EXTRACT below:

I am currently a postdoc at the University Bordeaux Montaigne. From 2016 until 2018, I was the Marie Skłodowska-Curie Fellow at the IHPST (CNRS-Sorbonne Pantheon Paris 1). I am currently co-editing (with Claus Hilgetag and Marc Tittgemeyer) a theme issue in Philosophical Transactions of the Royal Society B: Biological Sciences, on the topic of “Unifying the essential concepts of biological networks”.
The overarching theme of my research is understanding the scientific explanation. My research is developed in two directions: in the philosophy of science and in the philosophy of mind.
In the philosophy of science, I work on a comprehensive account of topological explanations, especially in neuroscience. The term “topological” in this context is used in strictly graph theoretical sense, because these explanations appeal to features of connectedness of various systems by using network analysis, graph theory and similar approaches. This strand of my research is developed in regard to the explanatory power of topological models, their non-causal features, and their representational constraints given the methods and techniques for data obtaining.

End of EXTRACT.
DATA SECTION below:

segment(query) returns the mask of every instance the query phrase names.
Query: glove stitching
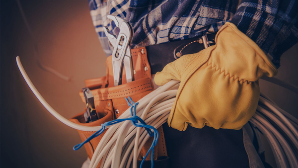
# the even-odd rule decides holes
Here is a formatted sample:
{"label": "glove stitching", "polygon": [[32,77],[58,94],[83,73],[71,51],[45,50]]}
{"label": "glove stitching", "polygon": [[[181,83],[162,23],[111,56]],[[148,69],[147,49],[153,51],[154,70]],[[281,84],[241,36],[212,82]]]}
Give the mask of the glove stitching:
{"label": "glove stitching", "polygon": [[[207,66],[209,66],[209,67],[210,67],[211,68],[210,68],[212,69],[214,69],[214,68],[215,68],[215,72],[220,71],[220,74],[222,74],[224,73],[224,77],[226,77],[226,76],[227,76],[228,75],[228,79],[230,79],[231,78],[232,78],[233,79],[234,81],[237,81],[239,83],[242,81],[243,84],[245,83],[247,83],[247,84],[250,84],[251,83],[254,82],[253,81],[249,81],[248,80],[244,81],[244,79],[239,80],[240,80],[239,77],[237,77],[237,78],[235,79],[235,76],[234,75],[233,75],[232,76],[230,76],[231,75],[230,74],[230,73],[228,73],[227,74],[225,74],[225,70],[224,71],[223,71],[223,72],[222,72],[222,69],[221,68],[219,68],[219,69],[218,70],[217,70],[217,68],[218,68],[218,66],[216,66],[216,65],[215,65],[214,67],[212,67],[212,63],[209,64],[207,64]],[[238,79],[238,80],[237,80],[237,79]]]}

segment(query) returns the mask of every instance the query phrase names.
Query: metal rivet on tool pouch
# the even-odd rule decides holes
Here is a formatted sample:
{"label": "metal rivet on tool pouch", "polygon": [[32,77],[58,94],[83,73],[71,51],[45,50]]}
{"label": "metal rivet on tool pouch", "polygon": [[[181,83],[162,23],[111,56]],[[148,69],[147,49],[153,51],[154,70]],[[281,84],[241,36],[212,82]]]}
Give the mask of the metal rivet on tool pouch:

End of DATA SECTION.

**SET OF TASKS**
1 - In the research profile, who are the co-editors of the theme issue on biological networks?
2 - Please continue the research profile from its last sentence, keeping its first-person voice.
These lines have no connection to the research profile above.

**ANSWERS**
1 - Claus Hilgetag and Marc Tittgemeyer.

2 -
In the philosophy of mind, I develop arguments against the conceptual analysis or the semantic approach in general. My arguments are based on the idea that conceptual analysis only tells us how truth functions of terms behave in different modal semantics, but it doesn't tell us much about the target phenomenon. I am also working on an idea about perspectivism towards modal strength, i.e. how interventionist and possible world counterfactual analyses are not always complementary and why they are not.
I received my PhD degree in philosophy from Humboldt University in Berlin. I was a visiting PhD student at King's College London where I worked with Professor David Papineau who was also one of my PhD examiners.